-- START OF ENTRIES --

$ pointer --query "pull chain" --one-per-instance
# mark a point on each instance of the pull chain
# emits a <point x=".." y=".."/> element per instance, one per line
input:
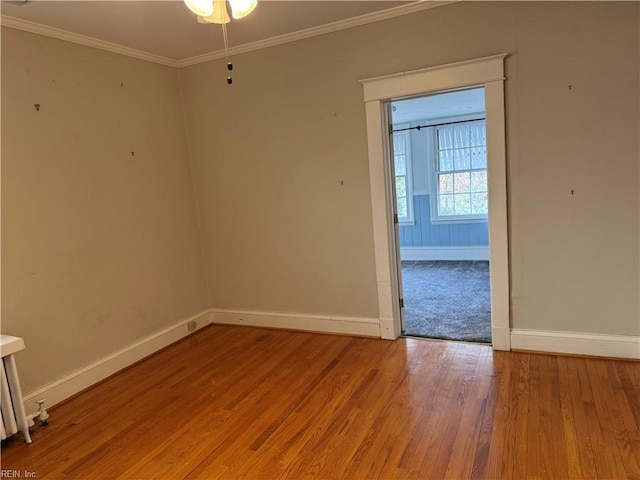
<point x="226" y="52"/>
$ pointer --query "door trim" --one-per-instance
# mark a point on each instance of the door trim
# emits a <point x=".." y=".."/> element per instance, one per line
<point x="487" y="72"/>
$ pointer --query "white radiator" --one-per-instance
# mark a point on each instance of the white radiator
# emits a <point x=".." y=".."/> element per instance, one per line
<point x="14" y="418"/>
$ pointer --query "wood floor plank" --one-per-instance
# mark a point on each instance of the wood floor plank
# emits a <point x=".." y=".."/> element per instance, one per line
<point x="234" y="402"/>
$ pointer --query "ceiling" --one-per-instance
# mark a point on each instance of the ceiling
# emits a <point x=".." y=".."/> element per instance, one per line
<point x="167" y="32"/>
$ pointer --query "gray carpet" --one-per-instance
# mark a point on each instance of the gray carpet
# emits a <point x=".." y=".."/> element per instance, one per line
<point x="447" y="300"/>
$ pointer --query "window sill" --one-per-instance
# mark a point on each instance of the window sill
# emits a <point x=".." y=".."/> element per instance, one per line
<point x="454" y="220"/>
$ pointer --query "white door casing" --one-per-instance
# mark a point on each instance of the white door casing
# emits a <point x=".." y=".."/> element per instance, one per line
<point x="487" y="72"/>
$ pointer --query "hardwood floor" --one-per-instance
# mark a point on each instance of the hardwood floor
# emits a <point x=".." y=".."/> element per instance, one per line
<point x="233" y="402"/>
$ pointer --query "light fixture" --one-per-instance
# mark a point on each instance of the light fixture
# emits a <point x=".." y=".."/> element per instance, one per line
<point x="219" y="15"/>
<point x="215" y="11"/>
<point x="242" y="8"/>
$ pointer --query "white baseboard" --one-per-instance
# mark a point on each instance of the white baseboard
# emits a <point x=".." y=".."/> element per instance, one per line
<point x="444" y="253"/>
<point x="616" y="346"/>
<point x="367" y="327"/>
<point x="75" y="382"/>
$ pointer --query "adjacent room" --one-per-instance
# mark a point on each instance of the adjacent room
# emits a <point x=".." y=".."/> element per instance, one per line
<point x="441" y="190"/>
<point x="214" y="247"/>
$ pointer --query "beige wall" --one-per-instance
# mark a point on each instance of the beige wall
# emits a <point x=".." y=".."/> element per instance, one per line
<point x="99" y="247"/>
<point x="281" y="169"/>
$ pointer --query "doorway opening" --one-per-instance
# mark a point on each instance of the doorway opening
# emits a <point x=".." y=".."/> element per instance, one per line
<point x="487" y="72"/>
<point x="438" y="154"/>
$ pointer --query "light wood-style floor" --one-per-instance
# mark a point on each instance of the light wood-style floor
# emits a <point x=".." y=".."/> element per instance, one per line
<point x="234" y="402"/>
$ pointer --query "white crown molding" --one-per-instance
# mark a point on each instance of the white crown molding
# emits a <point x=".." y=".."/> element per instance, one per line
<point x="17" y="23"/>
<point x="316" y="31"/>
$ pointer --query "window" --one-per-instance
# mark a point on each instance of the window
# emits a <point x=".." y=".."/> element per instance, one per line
<point x="402" y="168"/>
<point x="461" y="190"/>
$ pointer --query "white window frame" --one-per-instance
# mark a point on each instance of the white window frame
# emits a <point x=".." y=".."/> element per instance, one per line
<point x="409" y="219"/>
<point x="436" y="218"/>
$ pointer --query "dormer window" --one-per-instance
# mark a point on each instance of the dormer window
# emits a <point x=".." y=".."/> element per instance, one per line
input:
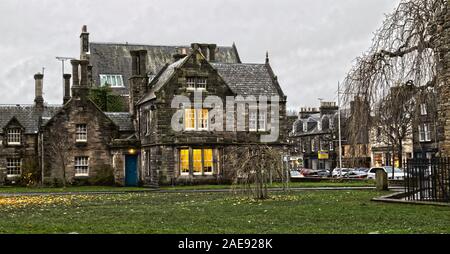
<point x="14" y="136"/>
<point x="196" y="83"/>
<point x="81" y="133"/>
<point x="201" y="83"/>
<point x="262" y="121"/>
<point x="196" y="119"/>
<point x="111" y="80"/>
<point x="14" y="167"/>
<point x="423" y="109"/>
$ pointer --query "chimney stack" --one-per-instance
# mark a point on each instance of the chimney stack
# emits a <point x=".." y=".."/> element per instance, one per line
<point x="84" y="73"/>
<point x="80" y="87"/>
<point x="138" y="82"/>
<point x="75" y="75"/>
<point x="66" y="88"/>
<point x="38" y="85"/>
<point x="207" y="50"/>
<point x="138" y="62"/>
<point x="84" y="43"/>
<point x="181" y="53"/>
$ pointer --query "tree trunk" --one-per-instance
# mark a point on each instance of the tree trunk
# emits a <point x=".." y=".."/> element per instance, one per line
<point x="443" y="79"/>
<point x="400" y="154"/>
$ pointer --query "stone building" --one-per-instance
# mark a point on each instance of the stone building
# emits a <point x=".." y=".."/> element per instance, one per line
<point x="425" y="133"/>
<point x="80" y="143"/>
<point x="314" y="136"/>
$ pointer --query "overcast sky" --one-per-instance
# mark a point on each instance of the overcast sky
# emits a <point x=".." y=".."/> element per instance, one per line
<point x="311" y="43"/>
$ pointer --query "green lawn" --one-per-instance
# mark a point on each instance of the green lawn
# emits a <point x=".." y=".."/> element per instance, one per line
<point x="190" y="187"/>
<point x="296" y="212"/>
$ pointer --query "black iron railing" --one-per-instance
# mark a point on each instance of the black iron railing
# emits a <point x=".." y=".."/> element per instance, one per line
<point x="428" y="179"/>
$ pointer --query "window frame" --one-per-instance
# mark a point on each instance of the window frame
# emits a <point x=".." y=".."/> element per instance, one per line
<point x="81" y="134"/>
<point x="113" y="80"/>
<point x="262" y="115"/>
<point x="148" y="123"/>
<point x="424" y="132"/>
<point x="190" y="155"/>
<point x="423" y="109"/>
<point x="203" y="121"/>
<point x="194" y="83"/>
<point x="181" y="161"/>
<point x="80" y="165"/>
<point x="14" y="164"/>
<point x="253" y="121"/>
<point x="14" y="134"/>
<point x="198" y="118"/>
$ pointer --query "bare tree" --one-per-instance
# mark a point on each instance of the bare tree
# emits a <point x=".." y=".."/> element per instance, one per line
<point x="253" y="166"/>
<point x="407" y="48"/>
<point x="60" y="149"/>
<point x="394" y="118"/>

-- END OF ENTRIES --

▶ [WRITTEN REQUEST]:
Reproduce each entry precisely, dropping only the pictures.

▶ [COMPLETED EXERCISE]:
$ pointer --query "pull chain" --one-per-instance
# mark a point on each instance of the pull chain
# emits a <point x=".." y=".."/> element per instance, one per line
input:
<point x="226" y="52"/>
$ pointer --query "door trim" --one-per-instance
# mark a point on each instance of the door trim
# emits a <point x=".." y=".."/> element per instance, one per line
<point x="487" y="72"/>
$ pointer --query "white radiator" --one-per-instance
# mark a point on each instance of the white radiator
# emits a <point x=".." y=".."/> element per instance, one per line
<point x="14" y="418"/>
$ pointer --query "wood floor plank" --one-per-instance
# mark a point on each instance of the wood floor plank
# emits a <point x=".." y=".."/> element per instance, one per line
<point x="234" y="402"/>
$ pointer --query "ceiling" --one-per-instance
# mark a point on each instance of the ceiling
# emits a <point x=".." y=".."/> element per instance, one per line
<point x="167" y="32"/>
$ pointer --query "gray carpet" --one-per-instance
# mark a point on each instance of the gray carpet
# emits a <point x=".." y=".."/> element per instance, one per line
<point x="447" y="300"/>
$ pointer --query "window sill" --one-per-instance
# mark a point on each instance of the window sill
# emits a <point x=".." y=".."/> element per instance, one per line
<point x="454" y="220"/>
$ pointer --query "white door casing" --one-per-instance
# mark a point on each instance of the white door casing
# emits a <point x=".." y=".."/> element per instance, one per line
<point x="487" y="72"/>
$ pointer --query "hardwood floor" --one-per-instance
# mark a point on each instance of the hardwood floor
# emits a <point x=".." y=".."/> element per instance, one per line
<point x="233" y="402"/>
$ pointer --query "light fixture" --one-per-instance
# mark a point on each instance of the light fixture
# emits a <point x=".." y=".."/> element per instance, one per line
<point x="219" y="15"/>
<point x="215" y="11"/>
<point x="242" y="8"/>
$ pointer --query "white baseboard" --one-per-instance
# mark a point on each instance of the white baseboard
# emits a <point x=".." y=".."/> element per instance, one per line
<point x="444" y="253"/>
<point x="616" y="346"/>
<point x="367" y="327"/>
<point x="75" y="382"/>
$ pointer --query "adjacent room" --one-per-instance
# mark a point on each instance of the adjacent room
# emits a <point x=".." y=".."/> element per instance, one per line
<point x="441" y="190"/>
<point x="214" y="247"/>
$ pointer --query "beige wall" --one-per-instance
# mark a point on each instance of the beige wall
# emits a <point x=".." y=".."/> element per instance, one per line
<point x="99" y="247"/>
<point x="281" y="169"/>
$ pointer --query "doorway opening" --one-per-instance
# mark a point on each instance of the doorway opening
# emits a <point x=".." y=".."/> element per instance, one per line
<point x="487" y="72"/>
<point x="438" y="154"/>
$ pointer --query "light wood-style floor" --one-per-instance
# mark a point on each instance of the light wood-style floor
# emits a <point x=".." y=".."/> element per instance, one per line
<point x="234" y="402"/>
$ pointer --query "white crown molding" --one-per-instance
# mark a point on each instance of the white crown molding
# emits a <point x=".." y=".."/> element per instance, one per line
<point x="17" y="23"/>
<point x="316" y="31"/>
$ pointer --query "window" --one-per-instance
# mark a point on each instance of the window
# emits a <point x=".." y=".."/> element per instance, one per line
<point x="402" y="168"/>
<point x="461" y="190"/>
$ pointer --query "white window frame" --one-per-instance
# mark a point on each instance of the white window frame
# emits a <point x=".." y=".."/> element per instance, one per line
<point x="409" y="219"/>
<point x="436" y="218"/>
$ pointer --query "dormer window" --one-per-instance
# mark a point on each instance of the dormer window
# emits a <point x=".." y=".."/> element per instance, one per line
input:
<point x="14" y="136"/>
<point x="196" y="83"/>
<point x="81" y="133"/>
<point x="201" y="83"/>
<point x="262" y="121"/>
<point x="196" y="119"/>
<point x="111" y="80"/>
<point x="14" y="167"/>
<point x="423" y="109"/>
$ pointer --query "chimney stack" --one-per-instance
# mark a point on each instance of the chimney stack
# emits a <point x=".." y=".."/> element per instance, one per line
<point x="84" y="73"/>
<point x="80" y="87"/>
<point x="138" y="82"/>
<point x="75" y="75"/>
<point x="66" y="88"/>
<point x="38" y="85"/>
<point x="207" y="50"/>
<point x="138" y="62"/>
<point x="84" y="43"/>
<point x="181" y="53"/>
$ pointer --query "tree trunk" --one-per-instance
# mark a point on each instance of the tree trunk
# emits a <point x=".." y=".."/> element per instance, one per line
<point x="443" y="79"/>
<point x="400" y="154"/>
$ pointer --query "stone building" --one-per-instance
# mark a point on each instance of the stone building
# emits a <point x=".." y=".."/> element per instance, one per line
<point x="425" y="133"/>
<point x="80" y="143"/>
<point x="314" y="136"/>
$ pointer --query "overcast sky" --one-per-instance
# mark a point on each instance of the overcast sky
# emits a <point x=".." y=".."/> element per instance, one per line
<point x="311" y="43"/>
$ pointer --query "green lawn" --one-per-instance
# mark a point on each instance of the green lawn
# emits a <point x=".." y=".."/> element per instance, one per line
<point x="190" y="187"/>
<point x="296" y="212"/>
$ pointer --query "black iron railing" --one-per-instance
# mark a point on each instance of the black iron railing
# emits a <point x=".." y=".."/> element per instance, one per line
<point x="428" y="179"/>
$ pointer --query "window frame" --one-per-instance
# mark a point on each instance of the window frame
# emits a <point x=".." y=".."/> element per instance, one per line
<point x="81" y="134"/>
<point x="113" y="80"/>
<point x="262" y="115"/>
<point x="148" y="123"/>
<point x="424" y="132"/>
<point x="190" y="155"/>
<point x="423" y="109"/>
<point x="203" y="121"/>
<point x="194" y="83"/>
<point x="181" y="161"/>
<point x="80" y="165"/>
<point x="14" y="164"/>
<point x="253" y="121"/>
<point x="14" y="134"/>
<point x="198" y="118"/>
$ pointer --query "bare tree" --one-per-instance
# mark a point on each instance of the bare tree
# emits a <point x=".." y=".."/> element per instance, one per line
<point x="253" y="166"/>
<point x="407" y="48"/>
<point x="60" y="149"/>
<point x="394" y="118"/>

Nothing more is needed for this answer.